[PROVIDED RECORDS]
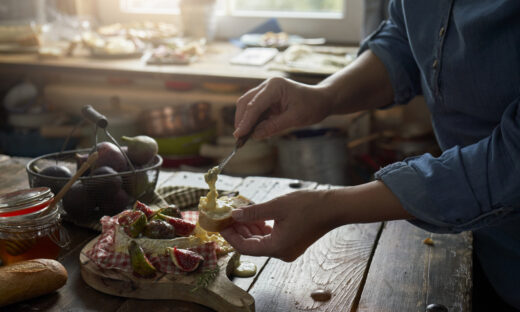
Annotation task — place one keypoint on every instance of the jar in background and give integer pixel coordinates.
(29, 227)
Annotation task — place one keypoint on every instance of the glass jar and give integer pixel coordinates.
(30, 227)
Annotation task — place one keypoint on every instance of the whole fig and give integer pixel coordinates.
(81, 158)
(55, 171)
(117, 203)
(110, 155)
(141, 149)
(101, 186)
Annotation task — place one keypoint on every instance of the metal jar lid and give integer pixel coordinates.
(24, 204)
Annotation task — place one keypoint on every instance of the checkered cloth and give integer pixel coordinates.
(182, 196)
(104, 255)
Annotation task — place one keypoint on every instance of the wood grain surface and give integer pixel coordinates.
(366, 267)
(220, 295)
(407, 275)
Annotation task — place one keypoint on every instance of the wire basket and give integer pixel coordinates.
(94, 196)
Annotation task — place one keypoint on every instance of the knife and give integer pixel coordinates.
(242, 140)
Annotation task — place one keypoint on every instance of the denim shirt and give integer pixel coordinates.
(464, 57)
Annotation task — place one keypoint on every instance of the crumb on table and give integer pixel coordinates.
(428, 241)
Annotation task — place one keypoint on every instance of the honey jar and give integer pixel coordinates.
(30, 226)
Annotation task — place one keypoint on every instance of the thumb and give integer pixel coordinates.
(255, 213)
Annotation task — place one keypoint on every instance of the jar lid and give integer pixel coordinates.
(24, 202)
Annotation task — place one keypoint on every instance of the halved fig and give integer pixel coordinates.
(140, 264)
(182, 227)
(139, 206)
(133, 222)
(185, 260)
(172, 211)
(159, 229)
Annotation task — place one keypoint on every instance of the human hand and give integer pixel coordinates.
(289, 104)
(299, 221)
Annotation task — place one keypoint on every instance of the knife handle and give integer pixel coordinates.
(243, 139)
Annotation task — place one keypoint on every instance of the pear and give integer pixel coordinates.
(141, 149)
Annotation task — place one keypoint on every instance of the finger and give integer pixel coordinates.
(265, 228)
(255, 229)
(243, 101)
(259, 212)
(274, 125)
(243, 230)
(262, 101)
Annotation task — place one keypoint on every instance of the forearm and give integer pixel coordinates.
(364, 203)
(364, 84)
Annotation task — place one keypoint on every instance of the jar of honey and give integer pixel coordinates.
(30, 226)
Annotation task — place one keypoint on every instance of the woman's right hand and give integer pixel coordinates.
(289, 104)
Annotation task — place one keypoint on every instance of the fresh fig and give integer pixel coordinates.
(81, 158)
(133, 222)
(105, 183)
(182, 227)
(55, 171)
(172, 211)
(159, 229)
(186, 260)
(141, 149)
(139, 184)
(115, 204)
(139, 206)
(110, 155)
(140, 264)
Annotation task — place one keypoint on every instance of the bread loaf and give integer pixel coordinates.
(28, 279)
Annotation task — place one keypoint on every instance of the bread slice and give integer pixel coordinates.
(220, 218)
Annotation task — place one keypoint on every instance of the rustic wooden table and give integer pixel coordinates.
(367, 267)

[AIM OF THE TASK] Return the lines above, from the one containing "human hand and give integer pixel coordinates." to the end, exactly as they stand.

[ANSWER TO THE EXERCISE]
Annotation task — place one keypoint on every instance of the human hand and give integer pixel coordinates.
(289, 104)
(299, 221)
Annotation task — place one keypoint on every instance of the knife handle and give integer pixel coordinates.
(243, 139)
Annotation task — place one keypoint on every instance of the pear and give integer pixel coordinates.
(141, 149)
Annotation task — place one keypoint on every instance of the finger and give integer pixel coordinates.
(265, 228)
(255, 229)
(243, 101)
(259, 212)
(274, 125)
(243, 230)
(262, 101)
Annotation task — place one keypoint on every instance of the forearm and give integer pixel coordinates.
(364, 203)
(364, 84)
Annotation task — place one keypoint on every instance of the jar of honey and give integer pixel coordinates.
(30, 226)
Annotation task — place one keypoint on every instance of the woman's right hand and give integer pixel coordinates.
(289, 104)
Annotation task — place one keypoint on every instance of the fresh fig and give integer pixel coordinates.
(81, 158)
(133, 222)
(105, 183)
(182, 227)
(55, 171)
(172, 211)
(159, 229)
(186, 260)
(141, 149)
(139, 184)
(115, 204)
(139, 206)
(110, 155)
(140, 264)
Annotation task — place one keypoint on every instance of the bread loaf and give integer pixel coordinates.
(28, 279)
Annotation task — place one keypoint on every instance of the bread slice and give integer pixel coordinates.
(220, 218)
Annotation task — place one keypoint on every instance of the rustic wooden table and give integer pixel coordinates.
(367, 267)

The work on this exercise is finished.